▸ **Kutipan Terpilih**
_ _ _ _
Menkeu Lebanon: Pembahasan dengan IMF Soal Bailout 'Ditunda'
Pembicaraan terkait dana talangan (bailout) antara Lebanon dan International Monetary Fund (IMF) mengalami penundaan.
Penulis: Fitri Wulandari
Editor: Malvyandie Haryadi
Laporan Wartawan Tribunnews, Fitri Wulandari
TRIBUNNEWS.COM, BEIRUT - Pembicaraan terkait dana talangan (bailout) antara Lebanon dan International Monetary Fund (IMF) mengalami penundaan.
Hal itu karena negara itu sesegera mungkin perlu menyepakati reformasi yang akan dilaksanakan untuk menyelesaikan krisis ekonomi yang sedang berlangsung.
Seperti yang disampaikan Menteri Keuangan Lebanon Ghazi Wazni, pada hari Jumat lalu.
Baca: 10 Negara yang Diprediksi IMF Bakal Pulih Cepat dari Pandemi Covid-19, Indonesa Salah Satunya
"Negosiasi dengan IMF untuk sementara ditunda, menunggu Lebanon melaksanakan reformasi sesegera mungkin. Namun saya akan terus melakukan kontak dan komunikasi yang konstan dengan IMF," kata Wazni pada surat kabar Lebanon Al Joumhouria.
Dikutip dari laman Sputnik News, Minggu (5/7/2020), Pemerintah Lebanon saat ini tengah bekerja untuk menentukan berapa jumlah kerugian yang dialami pada semua sektor.
"Kami harus mengembangkan visi terpadu yang disepakati semua kekuatan politik dan dalam koordinasi dengan pemerintah dan parlemen, karena tidak ada waktu lagi untuk melakukan penundaan. Kami harus secepatnya menyetujuinya," tegas Wazni.
Awal pekan ini, anggota senior tim perunding Lebanon dengan IMF, Alain Bifani, mengundurkan diri karena ketidaksetujuannya dengan strategi pemerintah dan solusi untuk menyelesaikan krisis ekonomi serta keuangan yang berkelanjutan di negara itu.
Baca: IMF: Pertumbuhan Ekonomi Indonesia -0,3 Persen Pada Tahun Ini
Lebanon pun tengah menghadapi aksi protes yang meluas selama berbulan-bulan, hingga kerusuhan publik akhirnya menyebabkan penggulingan terhadap pemerintahan sebelumnya pada Oktober lalu.
_ _ _ _
▸ **Yang Diharapkan**
Lanjutkan berita tentang tertundanya pembahasan bailout antara Lebanon dan IMF, dimulai setelah kalimat terakhirnya. Catatan berikut merupakan bahan terpisah yang tidak berhubungan dengan berita tersebut.

▸ **Entri dataset**
_ _ _ _
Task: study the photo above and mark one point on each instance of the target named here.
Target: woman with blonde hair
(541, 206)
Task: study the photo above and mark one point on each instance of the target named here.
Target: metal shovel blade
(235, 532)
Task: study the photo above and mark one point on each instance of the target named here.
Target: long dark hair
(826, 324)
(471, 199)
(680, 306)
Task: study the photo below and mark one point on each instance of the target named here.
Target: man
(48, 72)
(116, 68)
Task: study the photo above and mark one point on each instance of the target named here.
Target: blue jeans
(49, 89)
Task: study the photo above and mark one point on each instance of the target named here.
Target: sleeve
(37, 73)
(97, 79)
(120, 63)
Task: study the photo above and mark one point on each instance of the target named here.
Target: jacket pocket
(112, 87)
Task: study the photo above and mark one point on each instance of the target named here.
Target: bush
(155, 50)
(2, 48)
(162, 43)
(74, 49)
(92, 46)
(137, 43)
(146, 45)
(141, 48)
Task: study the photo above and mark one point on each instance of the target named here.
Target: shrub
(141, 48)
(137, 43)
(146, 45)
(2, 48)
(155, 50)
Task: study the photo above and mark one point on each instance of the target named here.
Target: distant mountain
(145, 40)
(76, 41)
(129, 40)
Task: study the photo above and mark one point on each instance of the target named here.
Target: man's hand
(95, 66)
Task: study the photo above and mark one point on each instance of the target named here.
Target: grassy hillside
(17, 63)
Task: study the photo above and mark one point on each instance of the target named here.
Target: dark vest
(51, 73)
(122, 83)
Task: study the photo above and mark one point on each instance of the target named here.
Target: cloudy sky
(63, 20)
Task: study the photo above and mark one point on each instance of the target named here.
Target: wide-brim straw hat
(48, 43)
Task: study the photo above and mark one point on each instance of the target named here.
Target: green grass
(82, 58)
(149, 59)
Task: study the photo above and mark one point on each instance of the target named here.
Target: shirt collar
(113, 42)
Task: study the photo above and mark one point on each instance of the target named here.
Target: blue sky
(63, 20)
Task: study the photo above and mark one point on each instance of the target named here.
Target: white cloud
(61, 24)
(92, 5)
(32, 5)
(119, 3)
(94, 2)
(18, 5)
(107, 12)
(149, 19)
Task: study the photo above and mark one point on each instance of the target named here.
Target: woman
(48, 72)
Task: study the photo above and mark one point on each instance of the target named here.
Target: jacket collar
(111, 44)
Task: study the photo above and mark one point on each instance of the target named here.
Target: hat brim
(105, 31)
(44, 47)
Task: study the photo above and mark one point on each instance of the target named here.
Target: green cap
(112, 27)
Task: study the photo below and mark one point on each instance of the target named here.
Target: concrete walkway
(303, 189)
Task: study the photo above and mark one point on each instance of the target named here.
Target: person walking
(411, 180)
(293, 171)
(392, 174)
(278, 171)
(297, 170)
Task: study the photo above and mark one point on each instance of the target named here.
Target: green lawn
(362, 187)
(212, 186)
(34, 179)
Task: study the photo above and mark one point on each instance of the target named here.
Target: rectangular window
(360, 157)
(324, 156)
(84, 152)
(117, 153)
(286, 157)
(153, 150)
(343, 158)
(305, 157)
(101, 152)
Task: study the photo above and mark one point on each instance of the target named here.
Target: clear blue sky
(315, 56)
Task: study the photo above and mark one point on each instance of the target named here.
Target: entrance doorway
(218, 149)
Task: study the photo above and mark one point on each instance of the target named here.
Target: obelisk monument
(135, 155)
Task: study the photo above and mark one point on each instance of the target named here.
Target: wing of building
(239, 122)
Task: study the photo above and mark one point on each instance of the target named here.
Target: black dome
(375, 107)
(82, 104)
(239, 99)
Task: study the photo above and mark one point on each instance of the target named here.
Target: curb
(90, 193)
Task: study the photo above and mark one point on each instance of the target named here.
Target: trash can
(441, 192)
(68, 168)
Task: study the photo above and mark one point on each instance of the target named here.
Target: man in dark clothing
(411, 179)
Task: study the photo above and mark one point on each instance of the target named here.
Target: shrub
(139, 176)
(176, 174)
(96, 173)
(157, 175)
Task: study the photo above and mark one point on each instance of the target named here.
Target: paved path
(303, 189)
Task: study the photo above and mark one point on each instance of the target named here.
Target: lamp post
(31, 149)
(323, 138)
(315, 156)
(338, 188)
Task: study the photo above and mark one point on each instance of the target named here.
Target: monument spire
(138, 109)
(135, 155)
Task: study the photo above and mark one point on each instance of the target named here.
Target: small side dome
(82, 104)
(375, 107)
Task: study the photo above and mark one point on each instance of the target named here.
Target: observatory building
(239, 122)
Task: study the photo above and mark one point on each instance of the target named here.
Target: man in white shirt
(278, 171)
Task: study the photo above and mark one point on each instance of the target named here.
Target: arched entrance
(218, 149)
_ _ _ _
▸ **Hasil Tugas**
Para pengunjuk rasa itu secara konsisten menuntut reformasi ekonomi di tengah krisis keuangan yang semakin memburuk di negara itu, yang telah mengakibatkan depresiasi tajam pada mata uang lokal.
Pada Februari 2020, pemerintah Lebanon pun mengadopsi rencana aksi yang bertujuan untuk mencegah agar ekonomi negara tersebut tidak hancur.
IMF mengatakan pada bulan yang sama bahwa pihaknya akan memberikan bantuan teknis untuk membantu Lebanon dalam menangani tantangan ekonomi makro setelah dilakukannya putaran pertama pembicaraan 'produktif' antara kedua belah pihak.
Selanjutnya pada akhir April lalu, Perdana Menteri (PM) Lebanon Hassan Diab mengatakan bahwa negaranya juga akan meminta bantuan keuangan dari IMF untuk membantu mengatasi krisis yang sedang berlangsung.
Terkait langkah ini, IMF dan Lebanon berhasil menyepakati putaran pertama perundingan pada Mei lalu, yang bertujuan memulihkan ekonomi Lebanon.
Kemudian pada bulan yang sama, pejabat IMF dan pemerintah Lebanon mengatakan bahwa mereka akan melanjutkan pembicaraan.
IMF pun menyampaikan akumulasi kerugian bank sentral negara itu mencapai setidaknya 49 miliar dolar Amerika Serikat (AS).